Extracted material:
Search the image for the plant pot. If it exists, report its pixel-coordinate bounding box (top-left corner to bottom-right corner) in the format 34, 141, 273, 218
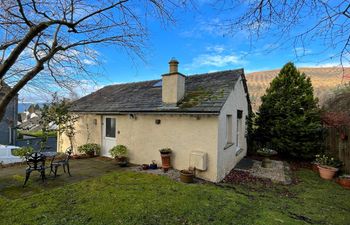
180, 170, 194, 183
149, 163, 158, 170
261, 157, 272, 168
317, 165, 338, 180
115, 157, 128, 167
72, 154, 81, 159
311, 163, 318, 173
160, 153, 171, 171
337, 176, 350, 190
86, 152, 95, 158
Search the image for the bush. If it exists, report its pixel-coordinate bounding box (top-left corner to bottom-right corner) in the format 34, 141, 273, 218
159, 148, 172, 154
12, 146, 34, 159
109, 145, 128, 158
78, 143, 101, 155
254, 63, 323, 159
315, 155, 343, 168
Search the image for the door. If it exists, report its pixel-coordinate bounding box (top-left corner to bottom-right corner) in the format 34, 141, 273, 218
101, 116, 117, 156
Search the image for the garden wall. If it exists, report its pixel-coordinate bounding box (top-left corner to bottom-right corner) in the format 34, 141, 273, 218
325, 126, 350, 173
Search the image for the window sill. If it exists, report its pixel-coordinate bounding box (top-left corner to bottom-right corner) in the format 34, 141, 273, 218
224, 143, 234, 150
236, 148, 243, 156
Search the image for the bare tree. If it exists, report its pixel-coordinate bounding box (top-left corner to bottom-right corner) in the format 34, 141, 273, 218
0, 0, 178, 120
213, 0, 350, 65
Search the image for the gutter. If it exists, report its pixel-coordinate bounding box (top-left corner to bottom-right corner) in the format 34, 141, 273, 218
71, 111, 220, 116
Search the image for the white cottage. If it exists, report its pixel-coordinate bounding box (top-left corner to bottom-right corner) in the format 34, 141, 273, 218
58, 60, 250, 182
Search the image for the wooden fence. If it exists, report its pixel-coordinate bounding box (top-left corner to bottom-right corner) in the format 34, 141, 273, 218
325, 126, 350, 174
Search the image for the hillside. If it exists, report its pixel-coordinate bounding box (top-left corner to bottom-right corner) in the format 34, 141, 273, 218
246, 67, 350, 111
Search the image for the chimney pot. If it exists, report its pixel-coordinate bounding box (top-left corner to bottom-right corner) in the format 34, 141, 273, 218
162, 58, 185, 107
169, 58, 179, 73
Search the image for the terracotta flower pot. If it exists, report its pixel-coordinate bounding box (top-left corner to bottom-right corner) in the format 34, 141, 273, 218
160, 153, 171, 171
311, 163, 318, 173
87, 152, 95, 158
337, 177, 350, 190
142, 164, 149, 170
115, 156, 128, 167
317, 165, 338, 180
180, 170, 194, 183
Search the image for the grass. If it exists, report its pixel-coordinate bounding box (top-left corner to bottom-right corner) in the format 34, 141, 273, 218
0, 159, 350, 225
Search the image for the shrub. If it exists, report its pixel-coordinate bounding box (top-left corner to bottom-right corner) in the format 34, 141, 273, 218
109, 145, 128, 158
254, 63, 323, 159
12, 146, 34, 159
159, 148, 172, 154
78, 143, 101, 155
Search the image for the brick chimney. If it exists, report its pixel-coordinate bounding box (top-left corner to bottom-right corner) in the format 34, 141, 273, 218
162, 58, 186, 107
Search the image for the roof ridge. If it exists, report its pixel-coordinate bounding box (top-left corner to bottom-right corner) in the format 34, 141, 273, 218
102, 68, 244, 89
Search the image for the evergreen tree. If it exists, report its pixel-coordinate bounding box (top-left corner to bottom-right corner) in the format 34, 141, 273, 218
254, 63, 323, 158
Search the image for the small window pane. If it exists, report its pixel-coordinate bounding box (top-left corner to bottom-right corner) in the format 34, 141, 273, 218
226, 115, 233, 144
106, 118, 115, 137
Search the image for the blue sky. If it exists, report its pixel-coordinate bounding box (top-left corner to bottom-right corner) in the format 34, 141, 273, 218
94, 4, 338, 84
19, 1, 339, 101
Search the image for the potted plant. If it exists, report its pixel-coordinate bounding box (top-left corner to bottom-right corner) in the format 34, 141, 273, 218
180, 170, 194, 183
257, 148, 277, 168
159, 148, 172, 172
78, 143, 101, 157
149, 160, 158, 170
316, 155, 341, 180
12, 146, 34, 159
337, 175, 350, 189
109, 145, 128, 167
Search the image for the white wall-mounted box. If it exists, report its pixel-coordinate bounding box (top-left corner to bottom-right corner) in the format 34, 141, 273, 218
190, 151, 208, 170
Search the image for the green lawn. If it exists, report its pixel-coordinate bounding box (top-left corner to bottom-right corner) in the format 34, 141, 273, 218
0, 159, 350, 225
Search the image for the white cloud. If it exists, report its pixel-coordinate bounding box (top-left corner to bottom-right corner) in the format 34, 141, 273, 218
206, 45, 225, 53
293, 47, 312, 56
82, 59, 97, 66
296, 62, 350, 67
185, 54, 247, 70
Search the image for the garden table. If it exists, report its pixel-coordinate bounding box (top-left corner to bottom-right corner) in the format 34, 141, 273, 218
23, 152, 57, 187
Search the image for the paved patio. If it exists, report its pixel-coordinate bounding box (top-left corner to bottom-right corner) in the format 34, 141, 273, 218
235, 158, 292, 184
0, 157, 129, 199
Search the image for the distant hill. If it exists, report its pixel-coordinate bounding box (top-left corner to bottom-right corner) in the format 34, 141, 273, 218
18, 102, 47, 113
246, 67, 350, 111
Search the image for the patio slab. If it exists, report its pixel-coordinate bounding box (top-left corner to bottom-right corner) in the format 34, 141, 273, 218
234, 158, 292, 185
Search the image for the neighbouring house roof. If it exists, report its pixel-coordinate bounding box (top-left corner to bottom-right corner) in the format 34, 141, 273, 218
0, 80, 11, 99
71, 69, 249, 113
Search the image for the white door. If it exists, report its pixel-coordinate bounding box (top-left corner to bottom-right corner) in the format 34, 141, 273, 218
101, 116, 117, 156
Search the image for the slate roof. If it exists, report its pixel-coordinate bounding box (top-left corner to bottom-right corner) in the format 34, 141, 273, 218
70, 69, 249, 113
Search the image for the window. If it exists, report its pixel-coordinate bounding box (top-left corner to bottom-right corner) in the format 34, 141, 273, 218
226, 115, 233, 146
106, 118, 115, 138
236, 110, 243, 147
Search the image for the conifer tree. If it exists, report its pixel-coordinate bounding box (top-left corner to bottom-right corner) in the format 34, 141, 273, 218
254, 62, 323, 158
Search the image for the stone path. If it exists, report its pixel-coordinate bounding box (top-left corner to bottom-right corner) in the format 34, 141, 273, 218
130, 166, 206, 183
235, 158, 292, 184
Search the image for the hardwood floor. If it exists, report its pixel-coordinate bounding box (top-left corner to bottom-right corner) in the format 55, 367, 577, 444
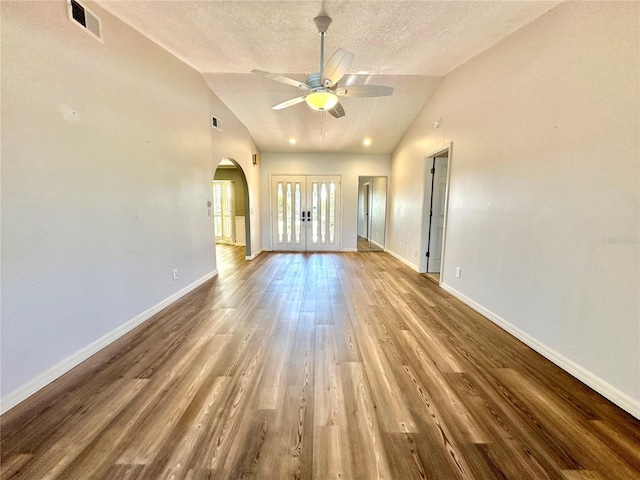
0, 246, 640, 480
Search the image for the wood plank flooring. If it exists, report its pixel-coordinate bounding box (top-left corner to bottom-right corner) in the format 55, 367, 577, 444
0, 245, 640, 480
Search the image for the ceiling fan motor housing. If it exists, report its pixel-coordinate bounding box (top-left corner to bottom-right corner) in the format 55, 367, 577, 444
305, 72, 322, 88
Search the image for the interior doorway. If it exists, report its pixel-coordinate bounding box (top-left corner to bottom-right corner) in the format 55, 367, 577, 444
358, 176, 387, 252
423, 148, 450, 283
215, 158, 251, 258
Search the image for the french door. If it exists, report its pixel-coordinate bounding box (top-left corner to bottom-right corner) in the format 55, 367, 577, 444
271, 175, 340, 251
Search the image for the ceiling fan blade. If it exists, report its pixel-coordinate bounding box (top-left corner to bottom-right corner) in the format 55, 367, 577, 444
271, 95, 307, 110
336, 85, 393, 97
322, 48, 353, 87
327, 102, 344, 118
251, 70, 311, 91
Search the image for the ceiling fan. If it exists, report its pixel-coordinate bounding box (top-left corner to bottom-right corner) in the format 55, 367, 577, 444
251, 15, 393, 118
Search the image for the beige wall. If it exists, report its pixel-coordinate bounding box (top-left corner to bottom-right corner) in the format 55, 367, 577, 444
387, 2, 640, 415
262, 153, 390, 251
0, 1, 260, 409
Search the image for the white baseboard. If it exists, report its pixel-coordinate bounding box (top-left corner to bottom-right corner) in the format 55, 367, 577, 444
385, 250, 420, 273
371, 240, 386, 252
244, 249, 262, 260
0, 270, 218, 413
440, 283, 640, 419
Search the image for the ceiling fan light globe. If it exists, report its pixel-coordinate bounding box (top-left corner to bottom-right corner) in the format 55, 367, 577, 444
305, 91, 338, 112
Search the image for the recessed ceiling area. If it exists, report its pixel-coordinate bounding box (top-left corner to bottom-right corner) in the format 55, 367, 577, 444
99, 0, 560, 153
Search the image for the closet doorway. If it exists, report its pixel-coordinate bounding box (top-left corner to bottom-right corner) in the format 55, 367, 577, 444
358, 176, 387, 252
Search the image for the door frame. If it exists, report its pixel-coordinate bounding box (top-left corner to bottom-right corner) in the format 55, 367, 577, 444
216, 157, 254, 261
420, 142, 453, 284
263, 172, 344, 252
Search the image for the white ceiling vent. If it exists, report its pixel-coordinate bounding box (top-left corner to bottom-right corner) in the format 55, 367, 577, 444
67, 0, 102, 42
211, 115, 222, 131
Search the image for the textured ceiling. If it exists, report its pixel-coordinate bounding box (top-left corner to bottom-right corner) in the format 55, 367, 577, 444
99, 0, 560, 153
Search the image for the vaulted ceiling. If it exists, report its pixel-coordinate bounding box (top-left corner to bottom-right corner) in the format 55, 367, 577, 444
99, 0, 560, 153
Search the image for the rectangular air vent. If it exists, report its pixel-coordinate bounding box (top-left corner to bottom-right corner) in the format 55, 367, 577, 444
211, 115, 222, 131
67, 0, 102, 42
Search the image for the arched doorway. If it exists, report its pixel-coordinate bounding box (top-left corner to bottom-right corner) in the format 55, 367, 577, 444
212, 158, 251, 258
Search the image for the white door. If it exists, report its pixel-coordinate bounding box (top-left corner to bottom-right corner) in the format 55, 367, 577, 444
213, 180, 235, 243
271, 175, 340, 251
427, 157, 449, 273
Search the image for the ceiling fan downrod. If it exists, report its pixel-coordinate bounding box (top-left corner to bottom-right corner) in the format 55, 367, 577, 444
313, 15, 331, 73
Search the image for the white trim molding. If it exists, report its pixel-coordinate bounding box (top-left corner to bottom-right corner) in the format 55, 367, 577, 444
440, 283, 640, 419
0, 270, 218, 414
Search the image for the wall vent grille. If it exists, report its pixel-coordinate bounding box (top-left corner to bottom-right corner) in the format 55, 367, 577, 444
67, 0, 102, 42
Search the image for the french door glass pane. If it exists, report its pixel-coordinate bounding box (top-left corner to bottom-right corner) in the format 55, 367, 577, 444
329, 182, 336, 243
278, 182, 284, 243
294, 182, 301, 243
311, 182, 318, 243
287, 182, 293, 243
320, 182, 327, 243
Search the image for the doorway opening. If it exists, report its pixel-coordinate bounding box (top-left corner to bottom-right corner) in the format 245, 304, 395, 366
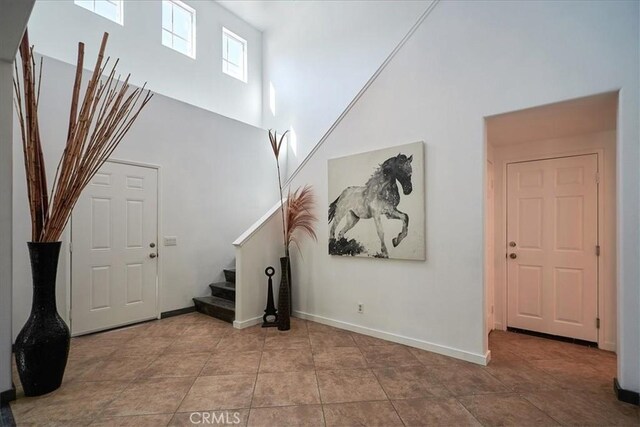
485, 92, 618, 351
70, 160, 160, 336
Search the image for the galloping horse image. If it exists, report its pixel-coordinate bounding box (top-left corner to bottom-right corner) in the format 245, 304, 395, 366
329, 154, 413, 258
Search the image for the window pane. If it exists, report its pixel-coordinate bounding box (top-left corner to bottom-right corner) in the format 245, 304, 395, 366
75, 0, 93, 10
162, 30, 173, 47
162, 0, 172, 30
227, 39, 244, 66
173, 6, 191, 40
96, 0, 119, 22
227, 62, 244, 79
173, 36, 191, 55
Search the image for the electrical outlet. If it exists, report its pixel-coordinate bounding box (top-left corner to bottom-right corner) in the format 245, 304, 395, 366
164, 236, 178, 246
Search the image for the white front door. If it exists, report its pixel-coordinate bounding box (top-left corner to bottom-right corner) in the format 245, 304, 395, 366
506, 154, 598, 342
71, 162, 158, 335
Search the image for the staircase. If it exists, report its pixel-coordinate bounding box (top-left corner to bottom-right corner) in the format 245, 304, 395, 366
193, 268, 236, 323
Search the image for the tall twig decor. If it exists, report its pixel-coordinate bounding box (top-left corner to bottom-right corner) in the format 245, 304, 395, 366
13, 31, 153, 242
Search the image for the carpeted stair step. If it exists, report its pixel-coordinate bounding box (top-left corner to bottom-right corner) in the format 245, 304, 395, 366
222, 268, 236, 283
193, 296, 236, 323
209, 282, 236, 302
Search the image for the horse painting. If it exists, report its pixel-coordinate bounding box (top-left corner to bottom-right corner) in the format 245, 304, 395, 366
329, 154, 413, 258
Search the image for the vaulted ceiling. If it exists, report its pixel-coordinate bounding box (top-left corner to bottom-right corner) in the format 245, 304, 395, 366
0, 0, 35, 62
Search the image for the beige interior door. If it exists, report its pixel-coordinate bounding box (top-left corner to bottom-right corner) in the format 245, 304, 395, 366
71, 162, 158, 335
507, 154, 598, 342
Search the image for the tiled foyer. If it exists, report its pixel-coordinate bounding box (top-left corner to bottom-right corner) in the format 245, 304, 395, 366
11, 313, 640, 426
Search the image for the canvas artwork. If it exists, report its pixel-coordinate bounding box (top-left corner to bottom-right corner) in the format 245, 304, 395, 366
328, 142, 425, 260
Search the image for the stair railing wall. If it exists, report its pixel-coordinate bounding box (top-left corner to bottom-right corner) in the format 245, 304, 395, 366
233, 202, 284, 329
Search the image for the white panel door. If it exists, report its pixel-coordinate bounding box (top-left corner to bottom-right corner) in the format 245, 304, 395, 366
71, 162, 158, 335
507, 154, 598, 342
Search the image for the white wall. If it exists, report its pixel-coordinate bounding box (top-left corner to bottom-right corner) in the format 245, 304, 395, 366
13, 57, 277, 335
263, 1, 431, 177
29, 0, 262, 126
0, 0, 34, 393
236, 1, 640, 391
489, 131, 617, 351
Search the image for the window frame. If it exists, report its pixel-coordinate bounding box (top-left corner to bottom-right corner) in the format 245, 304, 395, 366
73, 0, 124, 26
160, 0, 196, 59
222, 27, 249, 83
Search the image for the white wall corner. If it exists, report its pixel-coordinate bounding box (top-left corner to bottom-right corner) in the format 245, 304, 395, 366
293, 310, 491, 366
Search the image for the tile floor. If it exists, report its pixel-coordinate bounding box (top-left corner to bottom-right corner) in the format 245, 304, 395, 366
11, 313, 640, 427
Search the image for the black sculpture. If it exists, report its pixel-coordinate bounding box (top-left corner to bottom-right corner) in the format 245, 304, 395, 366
262, 267, 278, 328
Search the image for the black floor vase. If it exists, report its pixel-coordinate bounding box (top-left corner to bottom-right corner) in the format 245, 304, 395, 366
15, 242, 70, 396
278, 257, 291, 331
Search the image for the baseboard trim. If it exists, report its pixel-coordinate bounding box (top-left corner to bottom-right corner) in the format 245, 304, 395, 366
233, 316, 262, 329
0, 384, 16, 406
0, 396, 16, 427
160, 306, 196, 319
293, 311, 491, 366
613, 378, 640, 406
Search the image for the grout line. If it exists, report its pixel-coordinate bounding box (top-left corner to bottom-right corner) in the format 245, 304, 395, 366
517, 390, 567, 425
453, 396, 484, 425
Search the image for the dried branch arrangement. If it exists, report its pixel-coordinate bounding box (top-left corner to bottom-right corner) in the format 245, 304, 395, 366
13, 31, 153, 242
285, 185, 318, 254
269, 129, 289, 257
269, 129, 318, 257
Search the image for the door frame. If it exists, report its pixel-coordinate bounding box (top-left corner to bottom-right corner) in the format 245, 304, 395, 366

Set problem:
Swap "white cottage" for "stone cottage" in the records between the lines holding "Search the image for the gutter." and "58, 60, 250, 182", inclusive, and give back only those lines with everything else unchanged.

Result of this exercise:
Search the image for the gutter. If it exists, report its pixel-coordinate bounding box (top-left corner to bottom-right corner) in the format 34, 141, 273, 218
71, 111, 220, 116
Search the image for the stone cottage. If it exists, report its pixel-coordinate bounding box (top-left corner to bottom-right corner) in the format 34, 141, 273, 218
58, 60, 250, 182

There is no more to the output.